* [文档片段]:

夏绿蒂·净香·贝克:生活在禅中 八、无奇
发布时间:2024-09-02 04:07:22作者:学典国学网 八、无奇
从戏剧化到平淡无奇
在禅修中,我们是从一个戏剧化的人生——像一出午间连续剧一样——转化成一个非戏剧化的人生。不管我们怎么说,我们全都是非常喜欢自己的个人戏剧的。这是为什么呢?因为不论我们的剧码是什么,我们到底是在它的中心点,也就是我们最喜欢待的地方。经过修行,我们会逐渐从这种自我关注中转移开来。也就是说,修行是为了把一个戏剧化的人生转化成一个平淡无奇的人生。听来真是枯燥乏味。现在让我们仔细看看这个过程。
当我们开始打坐的时候,可以先做几次深呼吸。先把腹部、胸腔深深地吸满气,然后慢慢地呼出,最后屏息一下,如此反复地做上三四次。从某种意味来说,这样做十分人为化,不过它能够帮忙制造一种平衡,形成打坐的一个良好基础。做完这个以后,下一步是去忘记它,忘记要控制自己的呼吸。当然我们无法完全忘了它,但是控制自己的呼吸是没有用的,我们只需要去体验它。这和控制大不相同,我们不需要试着让自己的呼吸又长又慢又均衡,像很多书籍所建议的一样,我们只需要让自己的呼吸做主,让它来指挥我们就好。如果我们的呼吸很浅,随它去,当我们真去体验自己的呼吸时,它自然而然就会开始缓慢下来。我们的呼吸不深是因为我们想要对自己的人生动脑筋,而不去体验它,当我们这么做的时候,每样东西就会变得更肤浅和受约束,“忧心忡仲”是描述这个状况非常恰当的一个成语。我们的头脑、喉咙、肩膀都很紧张,我们在害怕, 我们的呼吸也就会既浅又急。一个既深又缓的呼吸(打坐多年以后通常会如此)是出现在一个放弃了希望的人身上。当我们慢慢地放弃自己的一切期望时,我们的呼吸就会慢慢地变得深缓。并不是说我们要去改变自己的呼吸,我们在这方面的修行只是去体验自己的呼吸而已。

* [原始记录]:

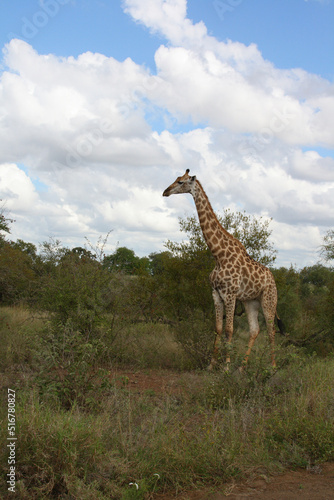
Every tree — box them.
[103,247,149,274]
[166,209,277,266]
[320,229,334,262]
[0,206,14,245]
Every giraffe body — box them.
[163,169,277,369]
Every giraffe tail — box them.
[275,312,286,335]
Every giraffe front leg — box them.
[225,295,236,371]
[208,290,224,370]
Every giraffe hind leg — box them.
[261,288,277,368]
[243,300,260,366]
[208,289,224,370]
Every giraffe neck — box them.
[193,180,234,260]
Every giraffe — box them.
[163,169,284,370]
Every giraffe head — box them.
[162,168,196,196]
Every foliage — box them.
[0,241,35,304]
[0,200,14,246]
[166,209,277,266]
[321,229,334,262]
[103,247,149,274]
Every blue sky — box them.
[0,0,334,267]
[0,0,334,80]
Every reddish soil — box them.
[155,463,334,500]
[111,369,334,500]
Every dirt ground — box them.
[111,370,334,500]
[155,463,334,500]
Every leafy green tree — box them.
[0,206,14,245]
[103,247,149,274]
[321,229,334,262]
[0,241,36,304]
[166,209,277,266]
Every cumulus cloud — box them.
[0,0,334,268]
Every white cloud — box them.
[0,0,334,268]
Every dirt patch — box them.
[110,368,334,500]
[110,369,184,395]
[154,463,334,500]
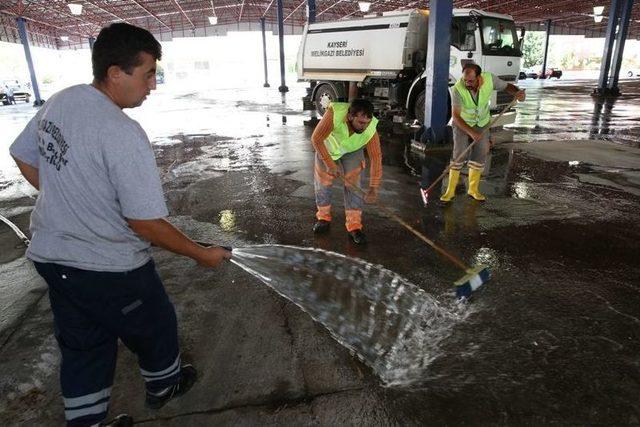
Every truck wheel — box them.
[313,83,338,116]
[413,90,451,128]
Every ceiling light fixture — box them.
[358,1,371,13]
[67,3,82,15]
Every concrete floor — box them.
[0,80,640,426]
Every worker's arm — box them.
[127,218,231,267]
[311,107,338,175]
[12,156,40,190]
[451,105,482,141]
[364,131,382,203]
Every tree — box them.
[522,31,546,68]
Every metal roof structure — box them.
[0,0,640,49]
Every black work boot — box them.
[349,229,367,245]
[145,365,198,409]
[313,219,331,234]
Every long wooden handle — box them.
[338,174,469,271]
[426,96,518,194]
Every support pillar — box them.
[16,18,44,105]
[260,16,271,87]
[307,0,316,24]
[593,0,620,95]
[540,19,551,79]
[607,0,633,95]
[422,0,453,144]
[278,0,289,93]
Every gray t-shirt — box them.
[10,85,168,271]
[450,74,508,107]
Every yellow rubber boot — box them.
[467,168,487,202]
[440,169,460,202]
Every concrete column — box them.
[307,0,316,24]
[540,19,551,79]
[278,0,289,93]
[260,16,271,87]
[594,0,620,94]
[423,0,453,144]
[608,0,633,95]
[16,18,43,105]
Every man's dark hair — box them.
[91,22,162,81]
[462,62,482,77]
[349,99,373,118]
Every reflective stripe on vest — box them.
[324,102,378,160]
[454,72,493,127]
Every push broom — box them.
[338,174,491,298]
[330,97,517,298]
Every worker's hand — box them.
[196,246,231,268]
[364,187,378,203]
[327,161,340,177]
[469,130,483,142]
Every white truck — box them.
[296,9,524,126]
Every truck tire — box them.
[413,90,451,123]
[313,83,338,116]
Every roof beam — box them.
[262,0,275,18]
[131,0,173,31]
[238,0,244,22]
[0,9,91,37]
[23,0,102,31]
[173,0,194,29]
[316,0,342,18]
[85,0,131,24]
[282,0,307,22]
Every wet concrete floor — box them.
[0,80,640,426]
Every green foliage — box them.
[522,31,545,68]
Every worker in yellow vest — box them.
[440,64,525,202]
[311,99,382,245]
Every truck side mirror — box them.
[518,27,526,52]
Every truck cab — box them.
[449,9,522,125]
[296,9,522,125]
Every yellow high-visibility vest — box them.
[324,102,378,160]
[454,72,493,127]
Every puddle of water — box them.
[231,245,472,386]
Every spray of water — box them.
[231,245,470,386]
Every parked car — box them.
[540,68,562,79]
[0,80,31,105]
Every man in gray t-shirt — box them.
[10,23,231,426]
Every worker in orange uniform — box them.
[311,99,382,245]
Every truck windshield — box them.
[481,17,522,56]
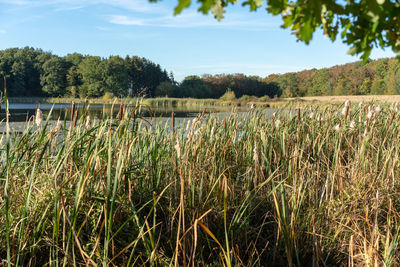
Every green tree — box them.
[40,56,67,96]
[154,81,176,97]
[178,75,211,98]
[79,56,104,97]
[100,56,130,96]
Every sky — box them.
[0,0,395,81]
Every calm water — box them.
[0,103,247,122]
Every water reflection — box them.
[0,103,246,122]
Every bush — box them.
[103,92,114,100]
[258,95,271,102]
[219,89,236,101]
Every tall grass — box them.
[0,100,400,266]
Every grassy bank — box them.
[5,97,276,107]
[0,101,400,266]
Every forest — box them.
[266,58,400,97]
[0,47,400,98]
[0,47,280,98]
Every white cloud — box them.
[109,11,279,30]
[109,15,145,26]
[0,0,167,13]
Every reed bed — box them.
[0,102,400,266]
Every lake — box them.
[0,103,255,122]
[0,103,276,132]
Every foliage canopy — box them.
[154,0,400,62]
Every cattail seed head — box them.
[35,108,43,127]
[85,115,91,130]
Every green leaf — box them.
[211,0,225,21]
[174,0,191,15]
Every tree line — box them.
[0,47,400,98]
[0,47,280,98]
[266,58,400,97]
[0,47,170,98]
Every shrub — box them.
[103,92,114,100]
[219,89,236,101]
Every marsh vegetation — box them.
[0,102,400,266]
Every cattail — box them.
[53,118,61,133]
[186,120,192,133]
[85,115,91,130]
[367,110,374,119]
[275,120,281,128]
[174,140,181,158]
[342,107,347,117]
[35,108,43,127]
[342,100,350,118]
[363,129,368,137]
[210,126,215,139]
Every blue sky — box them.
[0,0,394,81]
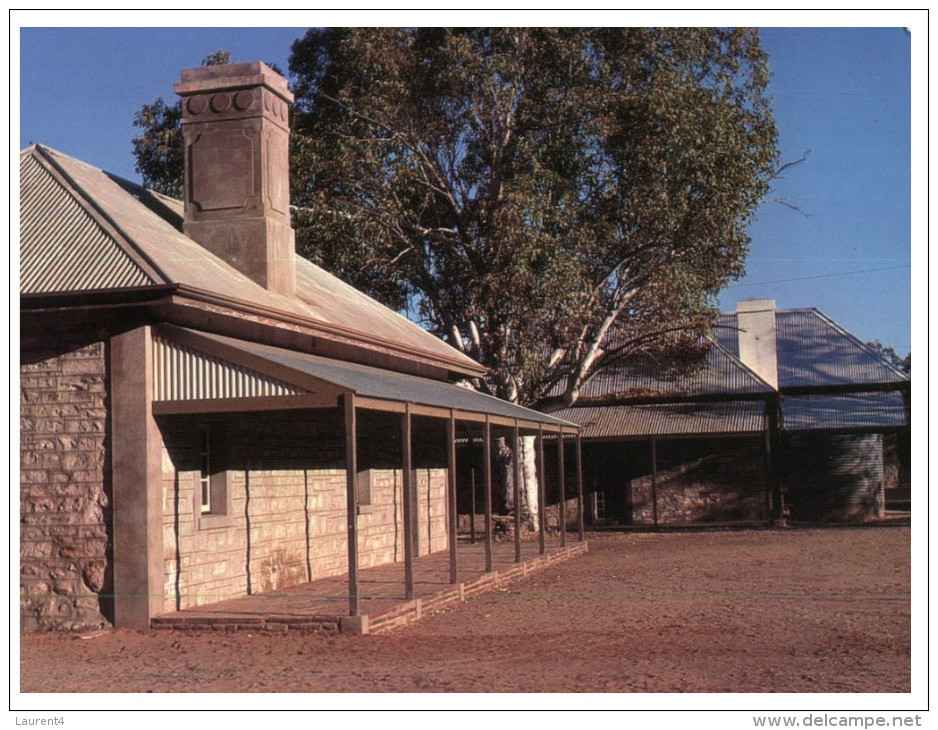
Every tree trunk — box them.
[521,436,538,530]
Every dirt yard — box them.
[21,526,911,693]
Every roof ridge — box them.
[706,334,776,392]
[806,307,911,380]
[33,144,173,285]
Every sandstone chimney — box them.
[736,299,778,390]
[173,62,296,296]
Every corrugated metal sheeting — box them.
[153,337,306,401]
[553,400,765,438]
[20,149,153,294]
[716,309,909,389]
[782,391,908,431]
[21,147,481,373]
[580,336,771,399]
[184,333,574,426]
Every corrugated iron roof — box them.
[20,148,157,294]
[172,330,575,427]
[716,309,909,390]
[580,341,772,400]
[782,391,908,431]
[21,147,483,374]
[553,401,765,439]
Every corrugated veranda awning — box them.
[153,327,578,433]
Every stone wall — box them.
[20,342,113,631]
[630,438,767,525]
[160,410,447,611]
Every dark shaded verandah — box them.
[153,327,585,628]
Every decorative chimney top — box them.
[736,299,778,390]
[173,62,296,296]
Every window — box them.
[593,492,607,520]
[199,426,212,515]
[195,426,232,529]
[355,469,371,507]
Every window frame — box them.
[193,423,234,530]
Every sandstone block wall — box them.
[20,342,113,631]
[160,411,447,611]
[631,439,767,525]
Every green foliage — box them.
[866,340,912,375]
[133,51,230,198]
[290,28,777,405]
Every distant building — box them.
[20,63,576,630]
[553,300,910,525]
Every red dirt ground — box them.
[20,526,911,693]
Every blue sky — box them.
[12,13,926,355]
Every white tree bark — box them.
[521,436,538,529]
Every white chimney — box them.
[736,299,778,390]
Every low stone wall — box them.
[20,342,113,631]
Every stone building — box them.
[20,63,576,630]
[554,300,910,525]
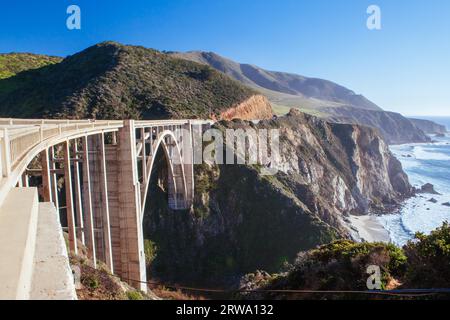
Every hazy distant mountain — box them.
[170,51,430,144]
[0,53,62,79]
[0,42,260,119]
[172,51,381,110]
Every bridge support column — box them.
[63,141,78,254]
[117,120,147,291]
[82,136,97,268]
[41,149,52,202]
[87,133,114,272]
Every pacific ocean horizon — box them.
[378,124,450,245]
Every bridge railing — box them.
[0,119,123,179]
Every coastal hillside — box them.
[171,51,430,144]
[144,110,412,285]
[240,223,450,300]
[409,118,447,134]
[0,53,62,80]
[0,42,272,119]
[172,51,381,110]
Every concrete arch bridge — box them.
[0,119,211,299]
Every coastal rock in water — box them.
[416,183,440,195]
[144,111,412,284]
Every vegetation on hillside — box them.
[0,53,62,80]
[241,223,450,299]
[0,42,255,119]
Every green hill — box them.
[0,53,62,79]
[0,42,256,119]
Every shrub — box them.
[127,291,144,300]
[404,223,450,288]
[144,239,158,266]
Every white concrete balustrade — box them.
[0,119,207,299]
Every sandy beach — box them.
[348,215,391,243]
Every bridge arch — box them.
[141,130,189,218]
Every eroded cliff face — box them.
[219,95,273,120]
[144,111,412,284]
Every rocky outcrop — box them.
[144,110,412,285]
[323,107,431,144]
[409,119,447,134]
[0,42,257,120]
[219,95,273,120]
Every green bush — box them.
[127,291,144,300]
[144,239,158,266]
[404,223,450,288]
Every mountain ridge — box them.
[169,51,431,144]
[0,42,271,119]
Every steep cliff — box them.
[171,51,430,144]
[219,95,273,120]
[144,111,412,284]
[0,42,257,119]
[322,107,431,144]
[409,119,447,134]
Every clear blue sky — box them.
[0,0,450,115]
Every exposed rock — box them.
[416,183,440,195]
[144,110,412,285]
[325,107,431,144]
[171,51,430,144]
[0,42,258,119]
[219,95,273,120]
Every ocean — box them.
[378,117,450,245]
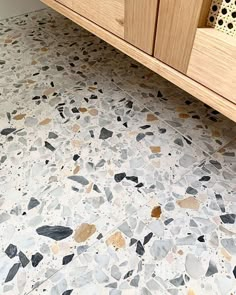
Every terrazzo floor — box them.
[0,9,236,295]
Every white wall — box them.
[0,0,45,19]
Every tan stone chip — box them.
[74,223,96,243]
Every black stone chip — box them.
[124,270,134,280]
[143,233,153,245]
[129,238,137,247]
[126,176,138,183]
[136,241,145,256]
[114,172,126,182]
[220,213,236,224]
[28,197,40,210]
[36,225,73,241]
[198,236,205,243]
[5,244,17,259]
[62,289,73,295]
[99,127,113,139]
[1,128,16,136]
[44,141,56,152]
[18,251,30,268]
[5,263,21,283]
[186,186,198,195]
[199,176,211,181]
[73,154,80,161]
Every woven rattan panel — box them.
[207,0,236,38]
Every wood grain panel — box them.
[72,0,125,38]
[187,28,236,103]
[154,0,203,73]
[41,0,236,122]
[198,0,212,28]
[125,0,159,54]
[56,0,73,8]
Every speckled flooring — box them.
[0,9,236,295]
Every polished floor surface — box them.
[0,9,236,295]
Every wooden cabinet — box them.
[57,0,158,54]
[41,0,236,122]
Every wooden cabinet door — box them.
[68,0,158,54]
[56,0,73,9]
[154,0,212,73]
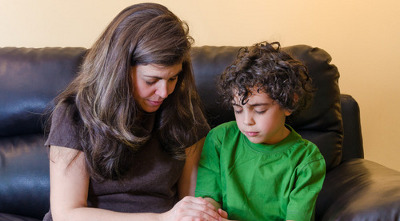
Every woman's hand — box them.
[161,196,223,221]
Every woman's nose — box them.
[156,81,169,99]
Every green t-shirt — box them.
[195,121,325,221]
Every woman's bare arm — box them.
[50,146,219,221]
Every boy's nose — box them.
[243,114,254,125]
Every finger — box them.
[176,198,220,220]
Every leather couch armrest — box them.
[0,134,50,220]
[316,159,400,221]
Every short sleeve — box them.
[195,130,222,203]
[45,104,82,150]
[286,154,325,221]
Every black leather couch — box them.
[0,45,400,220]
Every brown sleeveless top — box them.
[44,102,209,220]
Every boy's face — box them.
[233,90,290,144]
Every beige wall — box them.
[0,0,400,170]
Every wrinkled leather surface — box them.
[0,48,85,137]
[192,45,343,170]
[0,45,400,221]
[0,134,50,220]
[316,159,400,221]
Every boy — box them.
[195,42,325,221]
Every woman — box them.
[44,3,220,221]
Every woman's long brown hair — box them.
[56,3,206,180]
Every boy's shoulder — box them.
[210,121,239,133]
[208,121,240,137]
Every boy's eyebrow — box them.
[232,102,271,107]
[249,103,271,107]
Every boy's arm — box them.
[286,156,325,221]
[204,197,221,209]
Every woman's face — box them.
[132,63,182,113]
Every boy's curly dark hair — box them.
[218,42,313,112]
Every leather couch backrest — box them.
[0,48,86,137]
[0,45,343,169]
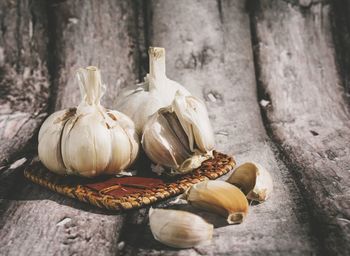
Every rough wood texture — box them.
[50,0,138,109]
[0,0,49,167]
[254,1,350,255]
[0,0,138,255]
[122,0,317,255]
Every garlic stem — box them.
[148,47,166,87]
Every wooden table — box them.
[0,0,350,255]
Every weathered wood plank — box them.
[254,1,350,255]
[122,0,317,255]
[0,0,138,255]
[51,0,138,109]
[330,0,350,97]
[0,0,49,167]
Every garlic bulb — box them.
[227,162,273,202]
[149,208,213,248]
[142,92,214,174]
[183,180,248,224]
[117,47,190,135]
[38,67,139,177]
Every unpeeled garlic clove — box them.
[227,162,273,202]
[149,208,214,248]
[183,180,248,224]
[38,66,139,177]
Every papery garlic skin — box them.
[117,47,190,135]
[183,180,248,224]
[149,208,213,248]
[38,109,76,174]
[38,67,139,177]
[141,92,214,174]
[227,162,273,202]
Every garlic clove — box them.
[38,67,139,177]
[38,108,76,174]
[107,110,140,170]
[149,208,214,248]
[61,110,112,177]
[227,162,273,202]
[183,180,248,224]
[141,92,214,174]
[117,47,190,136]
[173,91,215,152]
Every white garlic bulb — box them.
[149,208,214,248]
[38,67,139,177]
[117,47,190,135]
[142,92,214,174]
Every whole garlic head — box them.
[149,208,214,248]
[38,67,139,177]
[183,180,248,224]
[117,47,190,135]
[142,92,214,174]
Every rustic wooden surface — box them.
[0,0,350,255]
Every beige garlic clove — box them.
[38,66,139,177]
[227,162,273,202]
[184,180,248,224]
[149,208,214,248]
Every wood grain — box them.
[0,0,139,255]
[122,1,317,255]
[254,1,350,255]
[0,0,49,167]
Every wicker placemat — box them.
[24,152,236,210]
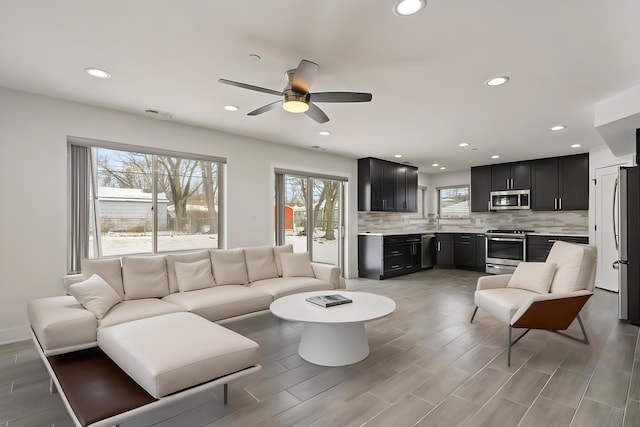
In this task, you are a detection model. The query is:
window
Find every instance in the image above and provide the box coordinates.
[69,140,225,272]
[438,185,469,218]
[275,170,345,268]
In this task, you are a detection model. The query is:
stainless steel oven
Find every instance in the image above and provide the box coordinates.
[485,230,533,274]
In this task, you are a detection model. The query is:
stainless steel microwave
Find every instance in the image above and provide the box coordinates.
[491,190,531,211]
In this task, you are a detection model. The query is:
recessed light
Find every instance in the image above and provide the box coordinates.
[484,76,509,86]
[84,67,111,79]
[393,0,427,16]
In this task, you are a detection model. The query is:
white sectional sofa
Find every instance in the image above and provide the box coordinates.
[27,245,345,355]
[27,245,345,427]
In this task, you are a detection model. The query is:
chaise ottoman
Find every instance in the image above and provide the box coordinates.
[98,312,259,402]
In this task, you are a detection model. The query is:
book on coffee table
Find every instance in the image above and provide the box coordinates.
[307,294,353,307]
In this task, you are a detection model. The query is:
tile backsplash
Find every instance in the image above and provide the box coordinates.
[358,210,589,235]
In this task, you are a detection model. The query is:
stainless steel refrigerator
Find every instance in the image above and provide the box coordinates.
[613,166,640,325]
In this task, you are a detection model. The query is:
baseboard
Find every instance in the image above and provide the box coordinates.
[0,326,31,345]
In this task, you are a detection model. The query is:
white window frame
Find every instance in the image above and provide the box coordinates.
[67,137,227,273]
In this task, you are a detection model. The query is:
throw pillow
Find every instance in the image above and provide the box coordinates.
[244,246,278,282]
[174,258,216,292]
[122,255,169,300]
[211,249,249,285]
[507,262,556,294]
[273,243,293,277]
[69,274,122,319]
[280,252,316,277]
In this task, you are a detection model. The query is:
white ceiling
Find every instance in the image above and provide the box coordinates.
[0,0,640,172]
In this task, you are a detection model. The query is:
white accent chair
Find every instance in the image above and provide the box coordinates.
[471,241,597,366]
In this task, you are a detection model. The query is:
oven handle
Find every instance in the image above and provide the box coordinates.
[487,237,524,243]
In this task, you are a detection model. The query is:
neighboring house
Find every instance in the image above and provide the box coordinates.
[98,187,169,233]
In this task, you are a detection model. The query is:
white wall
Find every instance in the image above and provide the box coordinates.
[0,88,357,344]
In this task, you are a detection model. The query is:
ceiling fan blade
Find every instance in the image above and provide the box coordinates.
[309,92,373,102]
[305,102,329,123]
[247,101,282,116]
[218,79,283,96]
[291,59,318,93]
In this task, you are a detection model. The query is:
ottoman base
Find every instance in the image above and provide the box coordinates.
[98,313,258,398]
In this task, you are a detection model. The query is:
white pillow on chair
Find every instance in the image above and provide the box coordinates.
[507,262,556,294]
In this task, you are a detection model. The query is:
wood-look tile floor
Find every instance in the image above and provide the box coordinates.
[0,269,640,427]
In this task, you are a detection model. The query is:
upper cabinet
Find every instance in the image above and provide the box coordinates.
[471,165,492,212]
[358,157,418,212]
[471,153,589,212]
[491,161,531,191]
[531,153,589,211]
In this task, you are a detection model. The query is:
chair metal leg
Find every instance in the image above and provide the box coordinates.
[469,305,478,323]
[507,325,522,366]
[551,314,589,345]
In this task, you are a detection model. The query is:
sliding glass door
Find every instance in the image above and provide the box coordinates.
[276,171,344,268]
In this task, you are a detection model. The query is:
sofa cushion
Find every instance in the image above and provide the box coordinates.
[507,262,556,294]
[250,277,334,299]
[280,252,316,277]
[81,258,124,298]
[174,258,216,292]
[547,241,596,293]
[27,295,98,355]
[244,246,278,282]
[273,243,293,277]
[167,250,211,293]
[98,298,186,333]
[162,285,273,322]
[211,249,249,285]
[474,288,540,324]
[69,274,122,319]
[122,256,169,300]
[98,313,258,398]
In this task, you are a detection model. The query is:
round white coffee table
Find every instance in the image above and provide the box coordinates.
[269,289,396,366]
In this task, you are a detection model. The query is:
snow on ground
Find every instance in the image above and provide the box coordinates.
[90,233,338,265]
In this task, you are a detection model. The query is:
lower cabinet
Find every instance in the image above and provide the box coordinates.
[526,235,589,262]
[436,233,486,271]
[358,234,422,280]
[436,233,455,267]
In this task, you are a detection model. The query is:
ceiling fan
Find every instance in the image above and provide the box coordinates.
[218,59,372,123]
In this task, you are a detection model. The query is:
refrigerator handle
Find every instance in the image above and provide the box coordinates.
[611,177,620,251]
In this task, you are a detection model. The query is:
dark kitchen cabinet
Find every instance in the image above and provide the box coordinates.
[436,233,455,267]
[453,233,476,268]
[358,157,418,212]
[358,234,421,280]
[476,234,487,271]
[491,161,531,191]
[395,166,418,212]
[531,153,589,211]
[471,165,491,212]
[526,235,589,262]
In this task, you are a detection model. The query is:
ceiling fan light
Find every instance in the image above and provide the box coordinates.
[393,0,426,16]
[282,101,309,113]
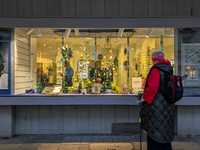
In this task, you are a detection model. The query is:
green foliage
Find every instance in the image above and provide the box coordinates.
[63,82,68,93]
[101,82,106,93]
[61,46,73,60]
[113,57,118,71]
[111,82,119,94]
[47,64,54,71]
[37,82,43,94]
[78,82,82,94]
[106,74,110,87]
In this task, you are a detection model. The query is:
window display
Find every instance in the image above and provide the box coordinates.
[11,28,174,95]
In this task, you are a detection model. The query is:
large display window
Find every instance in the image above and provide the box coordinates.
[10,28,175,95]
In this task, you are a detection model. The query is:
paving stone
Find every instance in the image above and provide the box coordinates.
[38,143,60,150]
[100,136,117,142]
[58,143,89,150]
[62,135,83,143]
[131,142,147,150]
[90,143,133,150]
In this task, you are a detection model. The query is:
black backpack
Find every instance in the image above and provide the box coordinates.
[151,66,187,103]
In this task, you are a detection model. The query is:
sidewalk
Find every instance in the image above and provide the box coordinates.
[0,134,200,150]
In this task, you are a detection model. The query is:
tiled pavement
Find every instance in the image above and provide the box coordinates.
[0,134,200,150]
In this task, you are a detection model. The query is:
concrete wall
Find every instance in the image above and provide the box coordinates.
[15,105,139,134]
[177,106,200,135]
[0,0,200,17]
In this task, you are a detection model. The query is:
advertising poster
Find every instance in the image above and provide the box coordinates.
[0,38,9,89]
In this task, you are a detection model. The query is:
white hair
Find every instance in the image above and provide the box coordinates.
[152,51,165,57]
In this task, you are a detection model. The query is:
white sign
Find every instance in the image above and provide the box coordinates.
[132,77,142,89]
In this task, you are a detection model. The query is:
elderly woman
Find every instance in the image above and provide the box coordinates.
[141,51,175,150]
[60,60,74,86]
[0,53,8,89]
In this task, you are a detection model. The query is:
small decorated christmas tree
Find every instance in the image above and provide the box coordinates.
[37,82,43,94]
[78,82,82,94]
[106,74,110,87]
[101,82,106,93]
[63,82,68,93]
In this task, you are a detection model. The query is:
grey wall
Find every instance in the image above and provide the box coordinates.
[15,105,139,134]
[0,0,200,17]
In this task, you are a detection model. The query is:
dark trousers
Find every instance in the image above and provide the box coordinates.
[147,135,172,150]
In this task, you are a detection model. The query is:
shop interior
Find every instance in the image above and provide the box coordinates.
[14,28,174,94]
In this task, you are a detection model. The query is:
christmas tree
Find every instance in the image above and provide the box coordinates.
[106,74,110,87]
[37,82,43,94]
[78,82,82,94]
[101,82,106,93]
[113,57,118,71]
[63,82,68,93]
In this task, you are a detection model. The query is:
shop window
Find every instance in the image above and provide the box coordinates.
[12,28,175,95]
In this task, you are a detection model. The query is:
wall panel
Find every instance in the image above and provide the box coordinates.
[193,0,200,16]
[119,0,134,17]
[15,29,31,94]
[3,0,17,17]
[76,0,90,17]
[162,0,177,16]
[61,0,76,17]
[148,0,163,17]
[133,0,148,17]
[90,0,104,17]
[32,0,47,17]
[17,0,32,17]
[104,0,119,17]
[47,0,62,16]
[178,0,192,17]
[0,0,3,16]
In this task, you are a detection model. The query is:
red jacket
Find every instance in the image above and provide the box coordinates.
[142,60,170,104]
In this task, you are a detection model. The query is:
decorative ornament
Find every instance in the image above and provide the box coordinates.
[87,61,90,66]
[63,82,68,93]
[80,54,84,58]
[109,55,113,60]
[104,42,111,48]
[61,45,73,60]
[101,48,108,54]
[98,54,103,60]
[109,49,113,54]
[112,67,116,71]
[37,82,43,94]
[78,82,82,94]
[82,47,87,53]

* [问题]: 按照上面谈禅修的文档片段,开始打坐时的深呼吸要反复做几次?

* [任务回答]: 三四次。